[Start INPUT ROWS]
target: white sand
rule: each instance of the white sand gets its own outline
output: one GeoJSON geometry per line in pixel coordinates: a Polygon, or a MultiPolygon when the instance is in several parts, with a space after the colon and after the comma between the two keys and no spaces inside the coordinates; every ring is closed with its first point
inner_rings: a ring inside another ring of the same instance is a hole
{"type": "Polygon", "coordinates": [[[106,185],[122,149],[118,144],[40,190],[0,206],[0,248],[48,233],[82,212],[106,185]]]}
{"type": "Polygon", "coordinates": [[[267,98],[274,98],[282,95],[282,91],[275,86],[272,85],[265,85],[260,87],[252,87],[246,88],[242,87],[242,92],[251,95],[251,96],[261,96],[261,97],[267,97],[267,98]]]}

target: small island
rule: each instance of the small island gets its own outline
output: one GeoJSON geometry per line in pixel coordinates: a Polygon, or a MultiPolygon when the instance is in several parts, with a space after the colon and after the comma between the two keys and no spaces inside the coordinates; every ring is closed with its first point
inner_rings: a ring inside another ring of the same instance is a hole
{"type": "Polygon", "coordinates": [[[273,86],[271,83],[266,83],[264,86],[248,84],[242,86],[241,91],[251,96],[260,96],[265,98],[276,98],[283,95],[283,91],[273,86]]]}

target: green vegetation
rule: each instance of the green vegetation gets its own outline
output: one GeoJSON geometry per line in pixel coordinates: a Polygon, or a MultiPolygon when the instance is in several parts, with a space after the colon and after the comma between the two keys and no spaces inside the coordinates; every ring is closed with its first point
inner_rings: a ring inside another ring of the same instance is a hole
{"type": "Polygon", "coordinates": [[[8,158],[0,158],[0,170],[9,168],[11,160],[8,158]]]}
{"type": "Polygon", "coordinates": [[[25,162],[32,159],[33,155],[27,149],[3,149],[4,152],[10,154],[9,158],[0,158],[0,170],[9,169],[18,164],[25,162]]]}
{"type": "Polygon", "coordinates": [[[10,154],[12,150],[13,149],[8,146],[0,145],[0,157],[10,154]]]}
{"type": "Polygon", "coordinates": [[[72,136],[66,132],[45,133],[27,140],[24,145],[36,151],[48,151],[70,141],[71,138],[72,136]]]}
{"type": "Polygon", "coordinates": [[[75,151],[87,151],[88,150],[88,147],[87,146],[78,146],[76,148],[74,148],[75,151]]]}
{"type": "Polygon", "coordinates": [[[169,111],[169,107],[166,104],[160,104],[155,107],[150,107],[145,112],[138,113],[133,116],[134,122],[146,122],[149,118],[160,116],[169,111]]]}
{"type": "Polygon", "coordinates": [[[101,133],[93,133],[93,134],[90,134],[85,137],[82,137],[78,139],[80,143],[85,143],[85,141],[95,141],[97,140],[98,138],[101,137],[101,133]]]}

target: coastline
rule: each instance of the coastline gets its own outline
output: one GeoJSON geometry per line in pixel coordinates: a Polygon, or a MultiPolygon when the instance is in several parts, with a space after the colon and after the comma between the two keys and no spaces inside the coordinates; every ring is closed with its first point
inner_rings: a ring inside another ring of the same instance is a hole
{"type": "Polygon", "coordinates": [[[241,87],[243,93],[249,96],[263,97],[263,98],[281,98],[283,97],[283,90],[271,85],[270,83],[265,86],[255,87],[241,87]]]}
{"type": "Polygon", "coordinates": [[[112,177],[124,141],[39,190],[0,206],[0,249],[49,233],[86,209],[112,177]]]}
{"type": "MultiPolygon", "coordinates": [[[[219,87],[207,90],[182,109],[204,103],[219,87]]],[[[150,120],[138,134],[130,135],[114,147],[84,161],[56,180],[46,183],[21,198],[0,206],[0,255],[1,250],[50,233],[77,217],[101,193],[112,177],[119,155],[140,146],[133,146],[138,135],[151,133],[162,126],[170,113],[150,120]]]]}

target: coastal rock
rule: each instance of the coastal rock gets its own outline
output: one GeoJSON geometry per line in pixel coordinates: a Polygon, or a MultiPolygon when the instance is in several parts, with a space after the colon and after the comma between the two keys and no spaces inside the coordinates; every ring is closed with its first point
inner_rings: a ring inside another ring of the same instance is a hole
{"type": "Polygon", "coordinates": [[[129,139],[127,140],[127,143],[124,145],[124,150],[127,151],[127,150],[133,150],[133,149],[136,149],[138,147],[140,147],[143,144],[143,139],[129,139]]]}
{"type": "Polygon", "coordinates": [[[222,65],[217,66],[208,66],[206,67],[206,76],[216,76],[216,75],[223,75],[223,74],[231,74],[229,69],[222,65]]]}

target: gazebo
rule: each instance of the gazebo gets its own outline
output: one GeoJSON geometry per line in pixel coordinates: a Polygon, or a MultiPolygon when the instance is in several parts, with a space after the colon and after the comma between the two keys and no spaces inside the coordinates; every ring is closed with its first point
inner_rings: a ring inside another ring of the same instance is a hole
[End INPUT ROWS]
THE REQUEST. Copy all of the rows above, word for word.

TASK RESULT.
target: white sand
rule: each instance of the white sand gets its own outline
output: one GeoJSON geometry per line in pixel coordinates: a Polygon, or a MultiPolygon when the instance is in several parts, with a space after the colon and after the comma between the two keys and no spaces inside the coordinates; every ring is closed with its first point
inner_rings: a ring inside another ring of the same instance is a hole
{"type": "Polygon", "coordinates": [[[106,185],[122,149],[118,144],[40,190],[0,206],[0,248],[48,233],[82,212],[106,185]]]}
{"type": "Polygon", "coordinates": [[[267,98],[274,98],[282,95],[282,91],[275,86],[272,85],[265,85],[260,87],[252,87],[246,88],[242,87],[242,92],[251,95],[251,96],[261,96],[261,97],[267,97],[267,98]]]}

target: small island
rule: each instance of the small island gets its own outline
output: one GeoJSON geometry per line in pixel coordinates: a Polygon, or a MultiPolygon when the instance is in several parts, with a space after the colon and after the comma between the two keys and no spaces inside the coordinates; every ring is closed with its first point
inner_rings: a ring inside another ring of the same instance is a hole
{"type": "Polygon", "coordinates": [[[273,86],[271,83],[266,83],[264,86],[248,84],[242,86],[241,91],[251,96],[260,96],[265,98],[276,98],[283,95],[283,91],[273,86]]]}

target: green vegetation
rule: each instance of the green vegetation gets its own outline
output: one GeoJSON geometry per line in pixel coordinates: a Polygon, or a MultiPolygon when the instance is in several parts, with a space after the colon and after the comma between the two keys and no spaces inside the coordinates; every ring is closed with its first point
inner_rings: a ring inside another ring of the same instance is a hole
{"type": "Polygon", "coordinates": [[[8,158],[0,158],[0,170],[9,168],[11,160],[8,158]]]}
{"type": "Polygon", "coordinates": [[[25,162],[32,159],[33,155],[27,149],[3,149],[4,152],[10,154],[9,158],[0,158],[0,170],[9,169],[18,164],[25,162]]]}
{"type": "Polygon", "coordinates": [[[10,154],[12,150],[13,149],[8,146],[0,145],[0,157],[10,154]]]}
{"type": "Polygon", "coordinates": [[[72,136],[66,132],[45,133],[27,140],[24,145],[36,151],[48,151],[70,141],[71,138],[72,136]]]}
{"type": "Polygon", "coordinates": [[[75,151],[87,151],[88,150],[88,147],[87,146],[78,146],[76,148],[74,148],[75,151]]]}
{"type": "Polygon", "coordinates": [[[169,111],[169,107],[166,104],[160,104],[155,107],[150,107],[145,112],[138,113],[133,116],[134,122],[146,122],[149,118],[160,116],[169,111]]]}
{"type": "Polygon", "coordinates": [[[101,133],[93,133],[93,134],[90,134],[85,137],[82,137],[78,139],[80,143],[85,143],[85,141],[95,141],[97,140],[98,138],[101,137],[101,133]]]}

target: coastline
rule: each instance of the coastline gets its own outline
output: one GeoJSON geometry per line in pixel coordinates: a Polygon, or a MultiPolygon when the instance is in several parts, with a space after the colon and after the comma between the two keys and no spaces inside the coordinates; every ring is closed with its first point
inner_rings: a ring inside another ring of the same instance is a hole
{"type": "Polygon", "coordinates": [[[241,87],[243,93],[249,96],[263,97],[263,98],[281,98],[283,97],[283,90],[271,85],[270,83],[265,86],[255,87],[241,87]]]}
{"type": "Polygon", "coordinates": [[[112,177],[124,141],[39,190],[0,206],[0,249],[49,233],[86,209],[112,177]]]}
{"type": "MultiPolygon", "coordinates": [[[[219,87],[207,90],[182,109],[204,103],[219,87]]],[[[150,120],[138,134],[130,135],[114,147],[84,161],[56,180],[46,183],[21,198],[0,206],[0,255],[1,250],[50,233],[77,217],[101,193],[112,177],[119,155],[140,146],[133,146],[138,135],[151,133],[162,126],[170,113],[150,120]]]]}

target: coastal rock
rule: each instance of the coastal rock gets its own outline
output: one GeoJSON geometry per line in pixel coordinates: a Polygon, or a MultiPolygon when the instance is in several parts, with a space after the colon and after the comma between the two keys and no spaces inside the coordinates; every ring is closed with its first point
inner_rings: a ring inside another ring of the same instance is a hole
{"type": "Polygon", "coordinates": [[[129,139],[127,140],[127,143],[124,145],[124,150],[127,151],[127,150],[133,150],[133,149],[136,149],[138,147],[140,147],[143,144],[143,139],[129,139]]]}
{"type": "Polygon", "coordinates": [[[222,65],[217,66],[208,66],[206,67],[206,76],[216,76],[216,75],[223,75],[223,74],[231,74],[229,69],[222,65]]]}

target: gazebo
rule: each instance of the gazebo gets its own outline
output: one GeoJSON geometry per line in pixel coordinates: a Polygon, or a MultiPolygon when the instance is in several parts, with a space after the colon and after the comma between the two keys and no spaces inside the coordinates; every ring is closed with its first point
inner_rings: a ring inside another ring of the same instance is a hole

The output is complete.